→ **Exercise aim**
Pull out each line below that contains the word "white". Case matters.

→ **Exercise inputs**
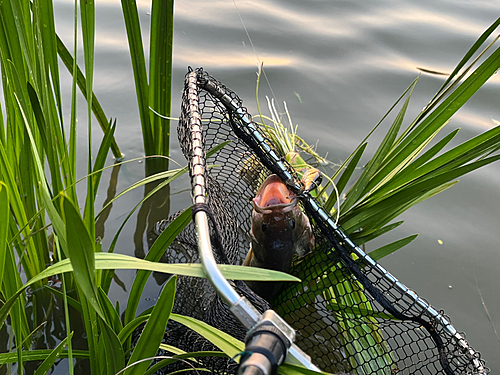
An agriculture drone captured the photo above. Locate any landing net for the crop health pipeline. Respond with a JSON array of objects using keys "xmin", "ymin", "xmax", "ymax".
[{"xmin": 150, "ymin": 68, "xmax": 488, "ymax": 375}]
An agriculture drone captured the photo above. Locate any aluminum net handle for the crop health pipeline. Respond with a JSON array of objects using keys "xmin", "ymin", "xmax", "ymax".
[
  {"xmin": 187, "ymin": 71, "xmax": 320, "ymax": 371},
  {"xmin": 197, "ymin": 70, "xmax": 487, "ymax": 373}
]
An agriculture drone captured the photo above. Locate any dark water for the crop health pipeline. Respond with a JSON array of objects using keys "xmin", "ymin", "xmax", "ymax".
[{"xmin": 51, "ymin": 0, "xmax": 500, "ymax": 373}]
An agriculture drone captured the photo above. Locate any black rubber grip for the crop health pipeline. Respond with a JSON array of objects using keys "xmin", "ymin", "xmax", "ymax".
[{"xmin": 238, "ymin": 323, "xmax": 288, "ymax": 375}]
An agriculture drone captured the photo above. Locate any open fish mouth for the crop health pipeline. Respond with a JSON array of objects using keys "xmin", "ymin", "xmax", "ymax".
[{"xmin": 253, "ymin": 175, "xmax": 297, "ymax": 214}]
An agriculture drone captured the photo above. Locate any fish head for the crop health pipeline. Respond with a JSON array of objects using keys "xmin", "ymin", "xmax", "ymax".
[{"xmin": 251, "ymin": 175, "xmax": 314, "ymax": 272}]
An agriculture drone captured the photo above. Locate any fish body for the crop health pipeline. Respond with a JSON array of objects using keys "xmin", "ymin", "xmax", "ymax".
[{"xmin": 243, "ymin": 175, "xmax": 314, "ymax": 301}]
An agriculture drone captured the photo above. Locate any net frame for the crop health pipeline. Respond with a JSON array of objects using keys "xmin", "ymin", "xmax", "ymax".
[{"xmin": 179, "ymin": 68, "xmax": 488, "ymax": 375}]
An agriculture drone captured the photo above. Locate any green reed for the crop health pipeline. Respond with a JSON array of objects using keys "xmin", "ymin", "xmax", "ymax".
[
  {"xmin": 0, "ymin": 0, "xmax": 297, "ymax": 374},
  {"xmin": 257, "ymin": 19, "xmax": 500, "ymax": 374}
]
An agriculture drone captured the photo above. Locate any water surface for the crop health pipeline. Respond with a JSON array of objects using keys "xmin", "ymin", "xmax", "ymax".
[{"xmin": 52, "ymin": 0, "xmax": 500, "ymax": 373}]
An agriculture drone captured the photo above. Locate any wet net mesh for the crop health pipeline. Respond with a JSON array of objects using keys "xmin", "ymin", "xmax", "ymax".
[{"xmin": 146, "ymin": 68, "xmax": 488, "ymax": 375}]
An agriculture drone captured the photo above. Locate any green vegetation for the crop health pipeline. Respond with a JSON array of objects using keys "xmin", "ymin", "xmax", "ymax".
[{"xmin": 0, "ymin": 0, "xmax": 500, "ymax": 374}]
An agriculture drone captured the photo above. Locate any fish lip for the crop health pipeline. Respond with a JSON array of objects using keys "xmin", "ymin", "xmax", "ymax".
[
  {"xmin": 252, "ymin": 197, "xmax": 298, "ymax": 214},
  {"xmin": 252, "ymin": 174, "xmax": 298, "ymax": 214}
]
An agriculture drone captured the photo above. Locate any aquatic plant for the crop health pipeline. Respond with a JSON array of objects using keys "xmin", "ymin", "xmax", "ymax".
[{"xmin": 0, "ymin": 0, "xmax": 295, "ymax": 374}]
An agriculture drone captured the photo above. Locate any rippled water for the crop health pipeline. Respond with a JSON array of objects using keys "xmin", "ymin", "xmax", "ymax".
[{"xmin": 51, "ymin": 0, "xmax": 500, "ymax": 373}]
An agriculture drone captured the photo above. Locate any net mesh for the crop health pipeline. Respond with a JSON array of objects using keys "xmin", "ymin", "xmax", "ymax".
[{"xmin": 146, "ymin": 68, "xmax": 488, "ymax": 375}]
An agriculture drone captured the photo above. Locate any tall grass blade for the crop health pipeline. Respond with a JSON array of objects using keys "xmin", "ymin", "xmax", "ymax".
[
  {"xmin": 149, "ymin": 0, "xmax": 174, "ymax": 159},
  {"xmin": 57, "ymin": 36, "xmax": 123, "ymax": 159},
  {"xmin": 170, "ymin": 314, "xmax": 245, "ymax": 361},
  {"xmin": 93, "ymin": 119, "xmax": 116, "ymax": 200},
  {"xmin": 123, "ymin": 208, "xmax": 191, "ymax": 324},
  {"xmin": 61, "ymin": 196, "xmax": 105, "ymax": 319},
  {"xmin": 0, "ymin": 181, "xmax": 9, "ymax": 284},
  {"xmin": 125, "ymin": 276, "xmax": 177, "ymax": 375},
  {"xmin": 98, "ymin": 318, "xmax": 125, "ymax": 375},
  {"xmin": 34, "ymin": 333, "xmax": 73, "ymax": 375}
]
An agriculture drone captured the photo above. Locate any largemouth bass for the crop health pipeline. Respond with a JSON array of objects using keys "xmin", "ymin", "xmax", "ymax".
[{"xmin": 243, "ymin": 175, "xmax": 314, "ymax": 301}]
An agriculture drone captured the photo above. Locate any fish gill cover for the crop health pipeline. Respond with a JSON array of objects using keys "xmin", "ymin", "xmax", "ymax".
[{"xmin": 147, "ymin": 68, "xmax": 488, "ymax": 375}]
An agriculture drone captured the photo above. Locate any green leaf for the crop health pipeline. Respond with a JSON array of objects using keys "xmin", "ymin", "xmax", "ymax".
[
  {"xmin": 97, "ymin": 318, "xmax": 125, "ymax": 375},
  {"xmin": 0, "ymin": 254, "xmax": 300, "ymax": 334},
  {"xmin": 93, "ymin": 119, "xmax": 116, "ymax": 200},
  {"xmin": 118, "ymin": 314, "xmax": 151, "ymax": 344},
  {"xmin": 0, "ymin": 349, "xmax": 89, "ymax": 364},
  {"xmin": 0, "ymin": 181, "xmax": 9, "ymax": 285},
  {"xmin": 61, "ymin": 196, "xmax": 105, "ymax": 320},
  {"xmin": 34, "ymin": 332, "xmax": 73, "ymax": 375},
  {"xmin": 57, "ymin": 36, "xmax": 123, "ymax": 159},
  {"xmin": 97, "ymin": 287, "xmax": 123, "ymax": 335},
  {"xmin": 170, "ymin": 314, "xmax": 245, "ymax": 362},
  {"xmin": 325, "ymin": 142, "xmax": 368, "ymax": 211},
  {"xmin": 125, "ymin": 276, "xmax": 177, "ymax": 375}
]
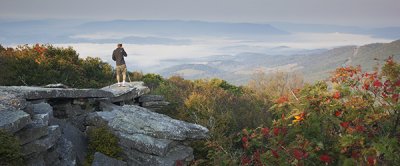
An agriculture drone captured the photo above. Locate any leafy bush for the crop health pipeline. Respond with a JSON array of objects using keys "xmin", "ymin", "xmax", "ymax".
[
  {"xmin": 85, "ymin": 126, "xmax": 122, "ymax": 165},
  {"xmin": 0, "ymin": 44, "xmax": 114, "ymax": 88},
  {"xmin": 236, "ymin": 57, "xmax": 400, "ymax": 165},
  {"xmin": 0, "ymin": 130, "xmax": 23, "ymax": 165}
]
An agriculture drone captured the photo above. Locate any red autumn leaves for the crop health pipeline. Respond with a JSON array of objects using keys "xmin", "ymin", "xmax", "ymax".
[{"xmin": 241, "ymin": 57, "xmax": 400, "ymax": 165}]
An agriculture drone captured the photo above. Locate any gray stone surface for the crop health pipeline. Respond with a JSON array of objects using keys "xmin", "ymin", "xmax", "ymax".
[
  {"xmin": 44, "ymin": 83, "xmax": 69, "ymax": 89},
  {"xmin": 92, "ymin": 152, "xmax": 127, "ymax": 166},
  {"xmin": 101, "ymin": 82, "xmax": 150, "ymax": 102},
  {"xmin": 0, "ymin": 86, "xmax": 27, "ymax": 110},
  {"xmin": 0, "ymin": 86, "xmax": 113, "ymax": 100},
  {"xmin": 22, "ymin": 125, "xmax": 61, "ymax": 156},
  {"xmin": 88, "ymin": 104, "xmax": 208, "ymax": 140},
  {"xmin": 0, "ymin": 109, "xmax": 31, "ymax": 133},
  {"xmin": 139, "ymin": 95, "xmax": 164, "ymax": 102},
  {"xmin": 118, "ymin": 133, "xmax": 177, "ymax": 156},
  {"xmin": 124, "ymin": 146, "xmax": 194, "ymax": 166}
]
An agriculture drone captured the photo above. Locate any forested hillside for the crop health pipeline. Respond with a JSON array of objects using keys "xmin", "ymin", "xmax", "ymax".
[{"xmin": 0, "ymin": 45, "xmax": 400, "ymax": 165}]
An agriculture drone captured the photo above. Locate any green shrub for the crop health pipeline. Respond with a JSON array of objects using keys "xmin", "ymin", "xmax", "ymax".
[
  {"xmin": 0, "ymin": 130, "xmax": 23, "ymax": 165},
  {"xmin": 84, "ymin": 125, "xmax": 122, "ymax": 165}
]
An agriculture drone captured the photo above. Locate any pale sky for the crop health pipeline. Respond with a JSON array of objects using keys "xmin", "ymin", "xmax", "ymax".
[{"xmin": 0, "ymin": 0, "xmax": 400, "ymax": 27}]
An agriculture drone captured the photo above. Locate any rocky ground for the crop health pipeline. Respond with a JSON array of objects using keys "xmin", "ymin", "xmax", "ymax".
[{"xmin": 0, "ymin": 82, "xmax": 208, "ymax": 166}]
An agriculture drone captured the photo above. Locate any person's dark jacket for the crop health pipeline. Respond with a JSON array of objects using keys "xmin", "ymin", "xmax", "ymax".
[{"xmin": 113, "ymin": 48, "xmax": 128, "ymax": 66}]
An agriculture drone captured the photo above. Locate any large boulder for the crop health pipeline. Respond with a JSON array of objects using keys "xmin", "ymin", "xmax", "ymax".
[
  {"xmin": 89, "ymin": 104, "xmax": 208, "ymax": 141},
  {"xmin": 0, "ymin": 86, "xmax": 27, "ymax": 110},
  {"xmin": 101, "ymin": 81, "xmax": 150, "ymax": 103},
  {"xmin": 87, "ymin": 103, "xmax": 208, "ymax": 166},
  {"xmin": 0, "ymin": 86, "xmax": 113, "ymax": 100},
  {"xmin": 92, "ymin": 152, "xmax": 127, "ymax": 166},
  {"xmin": 125, "ymin": 145, "xmax": 194, "ymax": 166},
  {"xmin": 0, "ymin": 108, "xmax": 31, "ymax": 133}
]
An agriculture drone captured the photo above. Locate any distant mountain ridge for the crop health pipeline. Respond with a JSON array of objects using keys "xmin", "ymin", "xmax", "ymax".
[
  {"xmin": 0, "ymin": 20, "xmax": 400, "ymax": 44},
  {"xmin": 160, "ymin": 40, "xmax": 400, "ymax": 85}
]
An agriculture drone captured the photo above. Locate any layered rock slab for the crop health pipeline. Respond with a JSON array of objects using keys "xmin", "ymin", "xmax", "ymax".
[
  {"xmin": 87, "ymin": 103, "xmax": 208, "ymax": 165},
  {"xmin": 101, "ymin": 81, "xmax": 150, "ymax": 103}
]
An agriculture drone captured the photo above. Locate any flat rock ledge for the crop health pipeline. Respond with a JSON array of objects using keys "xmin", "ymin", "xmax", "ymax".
[
  {"xmin": 0, "ymin": 86, "xmax": 113, "ymax": 100},
  {"xmin": 101, "ymin": 81, "xmax": 150, "ymax": 103},
  {"xmin": 0, "ymin": 82, "xmax": 209, "ymax": 166},
  {"xmin": 88, "ymin": 103, "xmax": 208, "ymax": 165}
]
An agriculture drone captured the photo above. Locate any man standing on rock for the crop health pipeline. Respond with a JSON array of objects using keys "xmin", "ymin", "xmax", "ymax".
[{"xmin": 112, "ymin": 44, "xmax": 128, "ymax": 86}]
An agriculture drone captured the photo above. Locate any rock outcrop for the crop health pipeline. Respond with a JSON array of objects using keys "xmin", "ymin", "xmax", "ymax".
[
  {"xmin": 139, "ymin": 95, "xmax": 169, "ymax": 110},
  {"xmin": 0, "ymin": 82, "xmax": 208, "ymax": 166},
  {"xmin": 88, "ymin": 103, "xmax": 208, "ymax": 165}
]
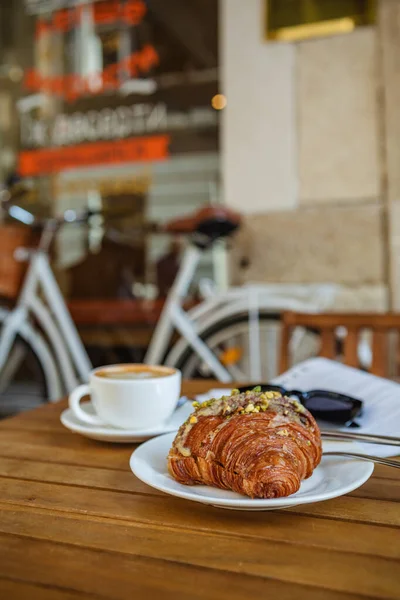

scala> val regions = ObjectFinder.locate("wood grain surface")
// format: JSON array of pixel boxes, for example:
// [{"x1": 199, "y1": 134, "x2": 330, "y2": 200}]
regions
[{"x1": 0, "y1": 382, "x2": 400, "y2": 600}]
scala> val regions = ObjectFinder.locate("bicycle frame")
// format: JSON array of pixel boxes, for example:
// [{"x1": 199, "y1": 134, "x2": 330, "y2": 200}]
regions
[
  {"x1": 145, "y1": 240, "x2": 337, "y2": 383},
  {"x1": 0, "y1": 249, "x2": 92, "y2": 401}
]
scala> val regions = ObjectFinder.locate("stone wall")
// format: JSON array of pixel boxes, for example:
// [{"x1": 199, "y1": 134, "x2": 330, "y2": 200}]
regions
[{"x1": 221, "y1": 0, "x2": 400, "y2": 310}]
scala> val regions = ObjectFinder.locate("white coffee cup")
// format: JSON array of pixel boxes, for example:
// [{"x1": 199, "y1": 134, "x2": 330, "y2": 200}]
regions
[{"x1": 69, "y1": 364, "x2": 181, "y2": 429}]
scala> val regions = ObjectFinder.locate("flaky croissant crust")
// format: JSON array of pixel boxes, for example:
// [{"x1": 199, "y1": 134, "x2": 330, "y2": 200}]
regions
[{"x1": 168, "y1": 390, "x2": 322, "y2": 498}]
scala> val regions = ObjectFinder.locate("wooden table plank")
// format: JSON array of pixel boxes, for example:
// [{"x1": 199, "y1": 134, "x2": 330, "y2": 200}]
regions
[
  {"x1": 0, "y1": 535, "x2": 368, "y2": 600},
  {"x1": 0, "y1": 382, "x2": 400, "y2": 600}
]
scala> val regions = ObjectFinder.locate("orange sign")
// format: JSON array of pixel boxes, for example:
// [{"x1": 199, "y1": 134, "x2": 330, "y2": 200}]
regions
[
  {"x1": 36, "y1": 0, "x2": 147, "y2": 37},
  {"x1": 24, "y1": 44, "x2": 159, "y2": 101},
  {"x1": 18, "y1": 135, "x2": 170, "y2": 177}
]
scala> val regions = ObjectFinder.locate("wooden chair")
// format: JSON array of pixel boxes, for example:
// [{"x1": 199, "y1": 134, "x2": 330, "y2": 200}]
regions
[{"x1": 279, "y1": 312, "x2": 400, "y2": 377}]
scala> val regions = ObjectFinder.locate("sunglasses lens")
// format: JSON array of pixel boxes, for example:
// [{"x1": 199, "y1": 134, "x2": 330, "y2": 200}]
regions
[
  {"x1": 303, "y1": 392, "x2": 360, "y2": 423},
  {"x1": 305, "y1": 396, "x2": 353, "y2": 412}
]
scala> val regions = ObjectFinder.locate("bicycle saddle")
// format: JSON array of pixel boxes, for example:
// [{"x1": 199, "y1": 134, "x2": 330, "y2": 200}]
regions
[{"x1": 164, "y1": 206, "x2": 241, "y2": 240}]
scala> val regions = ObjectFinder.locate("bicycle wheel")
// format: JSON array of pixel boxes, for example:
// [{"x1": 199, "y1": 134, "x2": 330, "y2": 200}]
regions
[
  {"x1": 174, "y1": 313, "x2": 318, "y2": 382},
  {"x1": 0, "y1": 336, "x2": 48, "y2": 417}
]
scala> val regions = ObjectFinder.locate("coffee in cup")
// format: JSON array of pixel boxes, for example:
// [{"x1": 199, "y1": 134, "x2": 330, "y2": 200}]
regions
[{"x1": 69, "y1": 364, "x2": 181, "y2": 430}]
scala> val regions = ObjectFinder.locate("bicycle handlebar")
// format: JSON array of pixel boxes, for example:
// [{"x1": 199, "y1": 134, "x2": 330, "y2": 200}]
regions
[{"x1": 0, "y1": 190, "x2": 153, "y2": 229}]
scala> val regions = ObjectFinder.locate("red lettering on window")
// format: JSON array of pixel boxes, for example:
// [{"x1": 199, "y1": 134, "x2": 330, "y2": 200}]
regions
[
  {"x1": 121, "y1": 0, "x2": 147, "y2": 25},
  {"x1": 53, "y1": 10, "x2": 71, "y2": 33},
  {"x1": 93, "y1": 0, "x2": 119, "y2": 25}
]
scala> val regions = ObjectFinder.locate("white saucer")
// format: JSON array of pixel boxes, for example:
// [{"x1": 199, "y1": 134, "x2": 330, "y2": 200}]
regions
[
  {"x1": 60, "y1": 401, "x2": 193, "y2": 444},
  {"x1": 130, "y1": 433, "x2": 374, "y2": 510}
]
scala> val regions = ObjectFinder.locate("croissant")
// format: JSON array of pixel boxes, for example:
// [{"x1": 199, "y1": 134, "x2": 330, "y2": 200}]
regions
[{"x1": 168, "y1": 389, "x2": 322, "y2": 498}]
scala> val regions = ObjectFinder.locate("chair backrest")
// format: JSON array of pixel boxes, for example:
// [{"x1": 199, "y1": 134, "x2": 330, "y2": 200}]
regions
[{"x1": 279, "y1": 312, "x2": 400, "y2": 377}]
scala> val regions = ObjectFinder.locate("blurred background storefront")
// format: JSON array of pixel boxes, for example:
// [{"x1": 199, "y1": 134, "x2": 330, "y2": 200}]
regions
[
  {"x1": 0, "y1": 0, "x2": 220, "y2": 298},
  {"x1": 0, "y1": 0, "x2": 400, "y2": 408}
]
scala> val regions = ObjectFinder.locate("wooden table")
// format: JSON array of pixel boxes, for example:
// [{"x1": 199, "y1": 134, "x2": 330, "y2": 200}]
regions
[{"x1": 0, "y1": 382, "x2": 400, "y2": 600}]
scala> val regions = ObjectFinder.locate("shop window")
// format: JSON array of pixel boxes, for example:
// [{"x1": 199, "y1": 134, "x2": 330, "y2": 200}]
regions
[{"x1": 266, "y1": 0, "x2": 376, "y2": 41}]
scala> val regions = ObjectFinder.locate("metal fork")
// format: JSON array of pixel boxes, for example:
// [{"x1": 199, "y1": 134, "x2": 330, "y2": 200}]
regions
[
  {"x1": 321, "y1": 430, "x2": 400, "y2": 447},
  {"x1": 322, "y1": 451, "x2": 400, "y2": 469}
]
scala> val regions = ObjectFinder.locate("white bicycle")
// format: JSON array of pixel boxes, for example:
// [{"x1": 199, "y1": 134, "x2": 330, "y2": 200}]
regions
[{"x1": 0, "y1": 199, "x2": 336, "y2": 401}]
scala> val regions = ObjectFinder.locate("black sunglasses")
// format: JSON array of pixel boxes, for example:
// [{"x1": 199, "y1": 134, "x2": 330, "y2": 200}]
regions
[{"x1": 239, "y1": 383, "x2": 363, "y2": 427}]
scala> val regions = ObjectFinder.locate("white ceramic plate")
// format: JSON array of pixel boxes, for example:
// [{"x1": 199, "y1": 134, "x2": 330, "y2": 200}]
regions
[
  {"x1": 130, "y1": 433, "x2": 374, "y2": 510},
  {"x1": 60, "y1": 401, "x2": 193, "y2": 444}
]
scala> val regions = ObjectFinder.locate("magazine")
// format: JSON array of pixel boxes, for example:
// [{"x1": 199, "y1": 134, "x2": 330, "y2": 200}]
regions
[{"x1": 199, "y1": 358, "x2": 400, "y2": 456}]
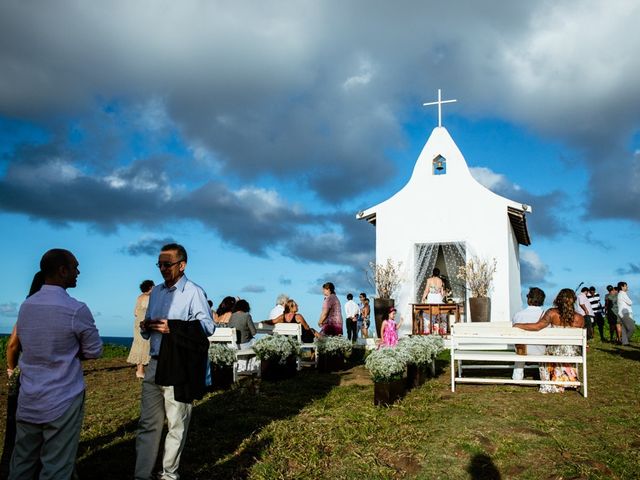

→ **Written solution**
scala> val regions = ObjectFinder.locate("white coffee cup")
scala> val regions = ObjectFinder.locate("white saucer")
scala> val regions = ObjectFinder.locate("white bicycle")
scala> val regions = ObjectFinder.locate("white ceramic plate")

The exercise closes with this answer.